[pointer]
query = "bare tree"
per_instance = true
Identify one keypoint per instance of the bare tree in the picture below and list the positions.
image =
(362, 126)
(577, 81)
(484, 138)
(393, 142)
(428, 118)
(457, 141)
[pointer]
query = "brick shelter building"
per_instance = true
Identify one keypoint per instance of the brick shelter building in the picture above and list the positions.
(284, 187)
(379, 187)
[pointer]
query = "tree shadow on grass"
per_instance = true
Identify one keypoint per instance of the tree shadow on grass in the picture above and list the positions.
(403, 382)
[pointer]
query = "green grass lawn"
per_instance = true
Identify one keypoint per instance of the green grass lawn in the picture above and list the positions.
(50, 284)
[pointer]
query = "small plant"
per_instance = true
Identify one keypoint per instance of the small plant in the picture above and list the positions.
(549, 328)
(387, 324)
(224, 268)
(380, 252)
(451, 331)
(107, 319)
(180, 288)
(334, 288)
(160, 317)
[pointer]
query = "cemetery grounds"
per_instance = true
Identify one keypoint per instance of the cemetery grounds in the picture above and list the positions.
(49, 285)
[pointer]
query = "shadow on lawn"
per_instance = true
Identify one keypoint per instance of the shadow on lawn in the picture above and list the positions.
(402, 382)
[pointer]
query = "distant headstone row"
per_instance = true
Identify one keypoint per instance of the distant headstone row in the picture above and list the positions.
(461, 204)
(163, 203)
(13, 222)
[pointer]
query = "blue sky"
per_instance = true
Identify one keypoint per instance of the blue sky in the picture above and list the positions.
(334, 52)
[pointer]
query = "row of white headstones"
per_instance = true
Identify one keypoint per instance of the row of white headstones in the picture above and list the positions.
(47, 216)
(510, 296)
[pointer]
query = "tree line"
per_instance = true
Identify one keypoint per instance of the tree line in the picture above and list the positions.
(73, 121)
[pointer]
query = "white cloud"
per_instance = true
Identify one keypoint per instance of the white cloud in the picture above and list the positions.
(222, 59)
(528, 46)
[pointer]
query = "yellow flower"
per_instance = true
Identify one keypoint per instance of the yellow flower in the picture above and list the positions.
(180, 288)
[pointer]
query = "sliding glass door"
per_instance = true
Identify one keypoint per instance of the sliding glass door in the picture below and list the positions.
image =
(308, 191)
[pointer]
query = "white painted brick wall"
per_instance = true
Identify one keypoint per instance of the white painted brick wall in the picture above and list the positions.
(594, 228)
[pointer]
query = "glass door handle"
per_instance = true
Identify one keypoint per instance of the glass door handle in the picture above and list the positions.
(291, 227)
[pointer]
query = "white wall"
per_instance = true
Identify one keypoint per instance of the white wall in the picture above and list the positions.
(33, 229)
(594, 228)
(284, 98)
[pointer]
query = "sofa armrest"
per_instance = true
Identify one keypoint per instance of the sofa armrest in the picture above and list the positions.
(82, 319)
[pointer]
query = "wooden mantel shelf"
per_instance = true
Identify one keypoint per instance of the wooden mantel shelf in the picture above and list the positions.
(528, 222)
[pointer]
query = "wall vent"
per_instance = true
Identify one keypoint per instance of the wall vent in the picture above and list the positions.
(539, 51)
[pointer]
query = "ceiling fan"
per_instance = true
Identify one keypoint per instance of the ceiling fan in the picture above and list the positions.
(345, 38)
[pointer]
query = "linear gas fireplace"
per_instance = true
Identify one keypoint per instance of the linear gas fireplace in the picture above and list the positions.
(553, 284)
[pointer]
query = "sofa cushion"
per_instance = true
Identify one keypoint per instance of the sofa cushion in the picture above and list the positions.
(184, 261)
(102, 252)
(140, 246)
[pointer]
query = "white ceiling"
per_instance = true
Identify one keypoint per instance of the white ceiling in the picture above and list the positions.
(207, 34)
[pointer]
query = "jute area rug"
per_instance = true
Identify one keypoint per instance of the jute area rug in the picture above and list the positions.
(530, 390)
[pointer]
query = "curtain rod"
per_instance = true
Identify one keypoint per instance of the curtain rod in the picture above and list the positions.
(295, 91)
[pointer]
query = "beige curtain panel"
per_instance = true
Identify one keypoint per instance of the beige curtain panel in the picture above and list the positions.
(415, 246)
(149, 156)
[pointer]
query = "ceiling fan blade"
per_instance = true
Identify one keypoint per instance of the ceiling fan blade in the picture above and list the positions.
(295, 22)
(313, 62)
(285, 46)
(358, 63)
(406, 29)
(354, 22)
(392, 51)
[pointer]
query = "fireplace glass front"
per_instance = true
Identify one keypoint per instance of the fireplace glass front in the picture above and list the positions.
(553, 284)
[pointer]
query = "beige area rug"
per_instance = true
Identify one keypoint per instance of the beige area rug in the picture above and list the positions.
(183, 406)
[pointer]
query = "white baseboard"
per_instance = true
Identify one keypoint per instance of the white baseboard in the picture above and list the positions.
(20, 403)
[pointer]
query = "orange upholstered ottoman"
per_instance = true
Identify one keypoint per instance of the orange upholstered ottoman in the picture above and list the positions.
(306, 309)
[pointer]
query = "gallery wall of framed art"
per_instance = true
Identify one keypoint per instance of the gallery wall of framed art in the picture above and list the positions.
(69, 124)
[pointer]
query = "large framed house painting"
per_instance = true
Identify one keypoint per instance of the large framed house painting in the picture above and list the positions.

## DESCRIPTION OF THE TASK
From the listing above, copy all lines holding the word "large".

## ANSWER FOR THIS EXERCISE
query = "large framed house painting"
Identify one keypoint per instance of the large framed house painting in the picture above and list the positions.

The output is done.